▶ TASK MATERIAL:
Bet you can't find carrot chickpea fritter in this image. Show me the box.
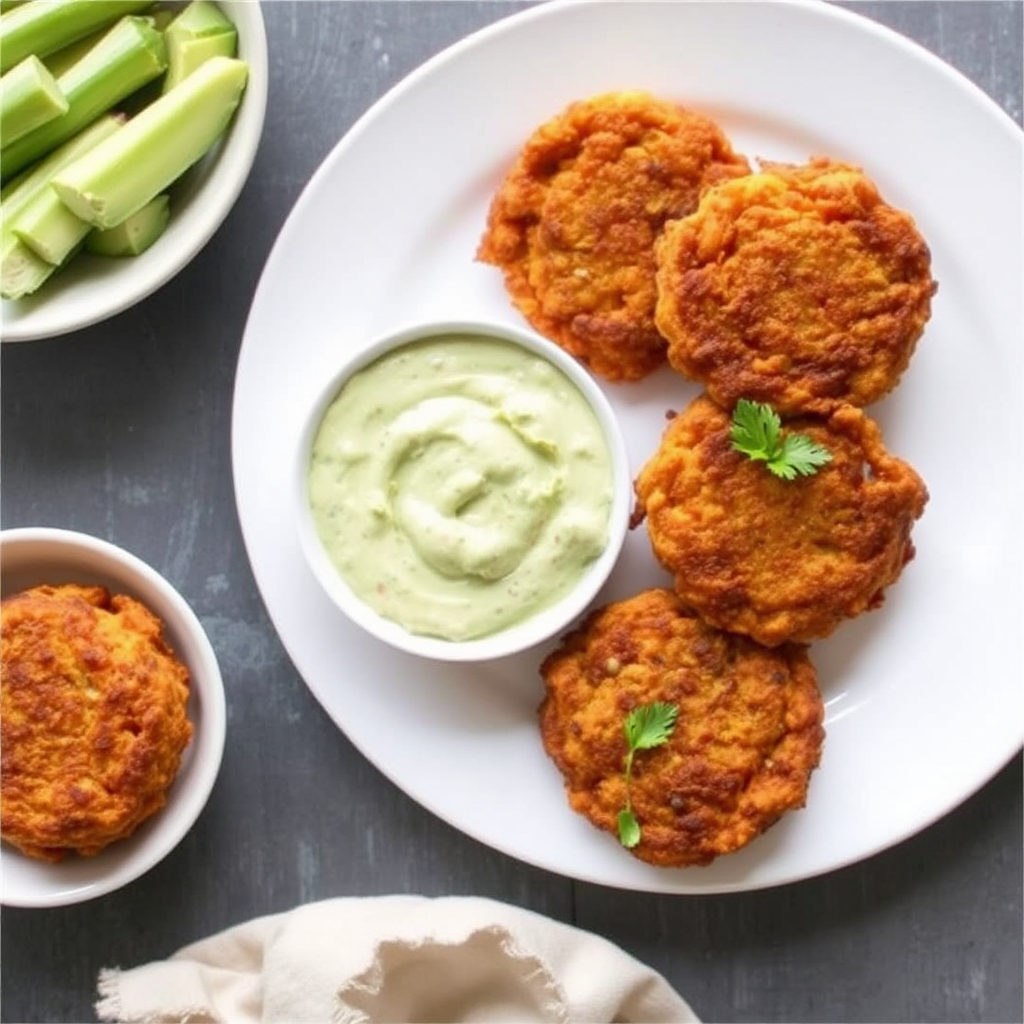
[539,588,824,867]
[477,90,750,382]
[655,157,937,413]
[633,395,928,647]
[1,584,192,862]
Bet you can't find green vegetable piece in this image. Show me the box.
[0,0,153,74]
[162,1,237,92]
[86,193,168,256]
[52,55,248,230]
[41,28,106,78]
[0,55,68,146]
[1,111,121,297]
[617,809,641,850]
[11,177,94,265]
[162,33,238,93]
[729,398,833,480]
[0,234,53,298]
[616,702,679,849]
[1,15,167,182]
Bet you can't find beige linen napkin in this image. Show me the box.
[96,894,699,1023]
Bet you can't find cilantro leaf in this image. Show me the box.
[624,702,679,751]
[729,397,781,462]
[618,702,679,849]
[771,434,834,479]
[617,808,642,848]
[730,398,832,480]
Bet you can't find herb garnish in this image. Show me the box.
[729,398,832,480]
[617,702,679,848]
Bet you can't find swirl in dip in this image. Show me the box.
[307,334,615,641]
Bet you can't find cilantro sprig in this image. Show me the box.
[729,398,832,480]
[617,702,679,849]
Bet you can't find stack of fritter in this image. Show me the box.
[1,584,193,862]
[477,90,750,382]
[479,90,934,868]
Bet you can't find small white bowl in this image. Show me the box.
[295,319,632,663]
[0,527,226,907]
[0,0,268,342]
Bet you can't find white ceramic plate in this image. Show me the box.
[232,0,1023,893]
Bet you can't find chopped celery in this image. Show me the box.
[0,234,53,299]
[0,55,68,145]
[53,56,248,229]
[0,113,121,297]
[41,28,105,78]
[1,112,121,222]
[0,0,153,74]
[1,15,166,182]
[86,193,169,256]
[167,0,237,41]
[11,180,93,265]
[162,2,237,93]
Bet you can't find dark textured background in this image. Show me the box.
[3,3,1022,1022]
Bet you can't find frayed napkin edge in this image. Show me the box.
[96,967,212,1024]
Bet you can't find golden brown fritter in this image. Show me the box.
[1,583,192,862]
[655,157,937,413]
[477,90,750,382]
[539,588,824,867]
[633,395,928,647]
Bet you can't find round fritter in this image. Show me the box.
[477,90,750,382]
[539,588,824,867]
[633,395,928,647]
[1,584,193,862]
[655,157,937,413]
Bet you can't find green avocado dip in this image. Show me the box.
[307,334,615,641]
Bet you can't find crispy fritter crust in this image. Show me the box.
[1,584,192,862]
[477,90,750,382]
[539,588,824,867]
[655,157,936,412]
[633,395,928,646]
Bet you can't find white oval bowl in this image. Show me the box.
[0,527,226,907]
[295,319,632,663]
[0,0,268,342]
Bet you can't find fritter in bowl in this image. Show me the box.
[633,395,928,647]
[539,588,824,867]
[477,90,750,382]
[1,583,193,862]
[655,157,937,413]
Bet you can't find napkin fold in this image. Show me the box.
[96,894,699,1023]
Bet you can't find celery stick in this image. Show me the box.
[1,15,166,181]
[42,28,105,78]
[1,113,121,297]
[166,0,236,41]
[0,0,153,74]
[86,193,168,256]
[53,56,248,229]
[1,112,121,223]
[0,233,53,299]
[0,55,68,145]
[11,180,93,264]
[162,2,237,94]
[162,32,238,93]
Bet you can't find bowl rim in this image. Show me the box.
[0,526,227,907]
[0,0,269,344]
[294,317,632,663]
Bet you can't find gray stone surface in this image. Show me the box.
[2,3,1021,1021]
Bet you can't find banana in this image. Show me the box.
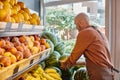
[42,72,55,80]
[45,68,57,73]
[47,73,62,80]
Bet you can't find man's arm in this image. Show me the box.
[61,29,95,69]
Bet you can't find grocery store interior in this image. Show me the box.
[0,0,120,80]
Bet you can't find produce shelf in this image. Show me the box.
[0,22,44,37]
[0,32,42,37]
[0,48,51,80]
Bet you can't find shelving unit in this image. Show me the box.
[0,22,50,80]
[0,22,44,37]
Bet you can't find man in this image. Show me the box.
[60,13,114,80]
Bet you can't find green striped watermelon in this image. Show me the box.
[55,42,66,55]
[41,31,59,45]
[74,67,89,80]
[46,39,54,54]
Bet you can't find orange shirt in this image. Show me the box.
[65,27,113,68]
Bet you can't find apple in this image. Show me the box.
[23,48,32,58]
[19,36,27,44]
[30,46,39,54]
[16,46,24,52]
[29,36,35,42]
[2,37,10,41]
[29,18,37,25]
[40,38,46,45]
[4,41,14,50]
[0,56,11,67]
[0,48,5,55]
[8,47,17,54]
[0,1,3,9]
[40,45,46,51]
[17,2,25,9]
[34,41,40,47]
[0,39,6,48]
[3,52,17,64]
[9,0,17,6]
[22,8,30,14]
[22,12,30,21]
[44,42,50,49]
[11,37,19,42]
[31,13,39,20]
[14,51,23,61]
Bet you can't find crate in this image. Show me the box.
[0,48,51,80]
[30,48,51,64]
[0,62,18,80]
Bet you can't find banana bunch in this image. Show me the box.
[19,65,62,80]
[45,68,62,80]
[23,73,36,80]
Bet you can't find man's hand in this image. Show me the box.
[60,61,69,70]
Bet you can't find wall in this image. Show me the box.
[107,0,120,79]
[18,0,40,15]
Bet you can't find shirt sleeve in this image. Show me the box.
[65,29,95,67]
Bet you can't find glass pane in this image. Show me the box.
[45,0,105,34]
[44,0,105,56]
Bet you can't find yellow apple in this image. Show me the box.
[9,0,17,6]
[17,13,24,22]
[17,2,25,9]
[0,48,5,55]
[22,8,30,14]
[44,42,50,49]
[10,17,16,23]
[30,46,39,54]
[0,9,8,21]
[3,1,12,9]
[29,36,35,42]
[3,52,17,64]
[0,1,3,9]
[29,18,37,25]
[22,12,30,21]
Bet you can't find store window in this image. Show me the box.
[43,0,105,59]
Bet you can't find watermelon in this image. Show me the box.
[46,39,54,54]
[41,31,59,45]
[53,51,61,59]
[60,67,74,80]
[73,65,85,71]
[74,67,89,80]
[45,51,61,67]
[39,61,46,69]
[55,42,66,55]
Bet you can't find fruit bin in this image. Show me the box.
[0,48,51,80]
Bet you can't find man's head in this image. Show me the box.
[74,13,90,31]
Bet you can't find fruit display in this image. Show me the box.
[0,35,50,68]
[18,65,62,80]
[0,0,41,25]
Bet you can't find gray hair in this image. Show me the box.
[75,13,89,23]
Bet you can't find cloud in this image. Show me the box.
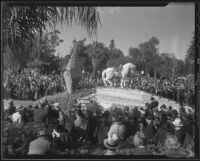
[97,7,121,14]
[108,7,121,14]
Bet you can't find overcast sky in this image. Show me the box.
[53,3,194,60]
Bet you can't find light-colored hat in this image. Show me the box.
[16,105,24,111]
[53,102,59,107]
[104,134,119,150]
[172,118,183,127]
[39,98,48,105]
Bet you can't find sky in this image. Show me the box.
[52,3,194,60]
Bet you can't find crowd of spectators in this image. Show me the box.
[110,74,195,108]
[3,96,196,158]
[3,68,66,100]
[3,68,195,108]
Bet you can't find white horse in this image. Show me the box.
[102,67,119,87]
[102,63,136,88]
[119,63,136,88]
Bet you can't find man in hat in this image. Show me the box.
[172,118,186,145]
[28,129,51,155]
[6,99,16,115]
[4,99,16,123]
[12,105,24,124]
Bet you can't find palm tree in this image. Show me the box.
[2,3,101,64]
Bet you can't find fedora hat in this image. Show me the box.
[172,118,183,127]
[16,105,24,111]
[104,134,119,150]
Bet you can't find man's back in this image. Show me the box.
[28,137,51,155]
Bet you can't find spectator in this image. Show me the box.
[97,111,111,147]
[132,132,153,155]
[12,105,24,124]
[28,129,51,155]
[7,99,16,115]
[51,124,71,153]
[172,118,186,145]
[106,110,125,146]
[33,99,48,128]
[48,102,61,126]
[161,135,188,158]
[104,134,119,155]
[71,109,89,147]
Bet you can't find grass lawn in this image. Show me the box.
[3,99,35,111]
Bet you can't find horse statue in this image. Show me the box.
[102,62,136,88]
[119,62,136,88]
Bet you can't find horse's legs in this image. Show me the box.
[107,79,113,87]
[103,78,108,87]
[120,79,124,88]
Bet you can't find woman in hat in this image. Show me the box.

==

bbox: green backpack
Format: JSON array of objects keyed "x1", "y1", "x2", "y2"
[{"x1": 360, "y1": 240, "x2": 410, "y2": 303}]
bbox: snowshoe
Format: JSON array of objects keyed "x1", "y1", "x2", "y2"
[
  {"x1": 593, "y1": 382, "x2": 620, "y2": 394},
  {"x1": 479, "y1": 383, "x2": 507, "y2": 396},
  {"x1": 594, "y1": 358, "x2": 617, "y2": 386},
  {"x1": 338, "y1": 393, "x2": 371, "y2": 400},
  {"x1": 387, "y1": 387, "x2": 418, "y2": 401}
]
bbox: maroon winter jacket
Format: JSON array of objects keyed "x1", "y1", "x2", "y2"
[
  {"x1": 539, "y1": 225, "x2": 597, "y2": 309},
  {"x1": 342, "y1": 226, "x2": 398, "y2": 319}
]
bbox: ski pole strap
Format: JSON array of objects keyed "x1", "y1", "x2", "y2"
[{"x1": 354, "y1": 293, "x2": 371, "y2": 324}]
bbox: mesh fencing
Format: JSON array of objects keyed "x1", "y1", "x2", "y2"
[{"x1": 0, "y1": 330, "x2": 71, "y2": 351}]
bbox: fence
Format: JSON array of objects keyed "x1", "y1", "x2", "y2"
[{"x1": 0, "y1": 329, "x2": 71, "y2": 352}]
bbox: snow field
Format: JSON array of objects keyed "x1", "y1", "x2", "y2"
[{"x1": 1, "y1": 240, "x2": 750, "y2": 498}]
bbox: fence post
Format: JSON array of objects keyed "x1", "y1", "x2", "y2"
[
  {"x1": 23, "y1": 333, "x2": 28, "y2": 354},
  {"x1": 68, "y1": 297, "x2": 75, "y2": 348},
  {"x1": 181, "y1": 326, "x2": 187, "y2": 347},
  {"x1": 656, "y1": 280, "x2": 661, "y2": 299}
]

---

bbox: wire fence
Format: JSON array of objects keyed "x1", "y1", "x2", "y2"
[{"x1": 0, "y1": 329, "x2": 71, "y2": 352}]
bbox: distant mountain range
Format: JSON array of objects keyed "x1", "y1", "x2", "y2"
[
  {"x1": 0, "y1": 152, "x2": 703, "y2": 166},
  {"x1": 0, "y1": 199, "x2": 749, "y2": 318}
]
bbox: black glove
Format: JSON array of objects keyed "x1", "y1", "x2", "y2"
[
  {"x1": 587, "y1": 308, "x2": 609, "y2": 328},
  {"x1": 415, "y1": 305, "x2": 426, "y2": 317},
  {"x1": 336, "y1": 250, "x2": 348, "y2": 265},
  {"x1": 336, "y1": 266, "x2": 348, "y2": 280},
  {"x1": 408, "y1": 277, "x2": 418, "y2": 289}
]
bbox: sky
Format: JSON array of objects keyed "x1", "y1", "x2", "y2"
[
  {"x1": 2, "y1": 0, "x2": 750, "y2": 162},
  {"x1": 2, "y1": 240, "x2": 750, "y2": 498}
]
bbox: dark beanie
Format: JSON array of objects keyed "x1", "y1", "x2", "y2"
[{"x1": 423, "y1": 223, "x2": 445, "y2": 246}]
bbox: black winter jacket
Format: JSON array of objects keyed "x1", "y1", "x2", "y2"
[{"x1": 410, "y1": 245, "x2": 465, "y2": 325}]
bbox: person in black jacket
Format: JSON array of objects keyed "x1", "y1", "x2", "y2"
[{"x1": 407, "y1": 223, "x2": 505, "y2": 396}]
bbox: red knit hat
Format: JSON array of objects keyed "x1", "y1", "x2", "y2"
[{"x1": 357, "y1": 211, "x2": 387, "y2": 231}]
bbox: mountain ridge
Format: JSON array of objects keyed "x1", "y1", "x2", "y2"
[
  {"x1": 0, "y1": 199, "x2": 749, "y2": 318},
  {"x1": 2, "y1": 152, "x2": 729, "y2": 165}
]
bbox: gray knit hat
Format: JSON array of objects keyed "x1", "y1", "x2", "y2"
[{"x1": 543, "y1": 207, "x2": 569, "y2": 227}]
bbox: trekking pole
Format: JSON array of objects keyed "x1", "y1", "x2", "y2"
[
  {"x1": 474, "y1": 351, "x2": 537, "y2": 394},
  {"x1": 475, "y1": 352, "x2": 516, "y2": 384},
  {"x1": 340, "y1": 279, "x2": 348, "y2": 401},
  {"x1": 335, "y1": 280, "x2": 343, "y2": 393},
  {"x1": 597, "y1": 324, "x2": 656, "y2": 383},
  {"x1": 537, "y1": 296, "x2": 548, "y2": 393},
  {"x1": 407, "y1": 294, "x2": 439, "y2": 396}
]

▶ PROBLEM DETAILS:
State how many lines in the material include the string "winter". Nothing other than the number is wanted.

▶ RESULT:
2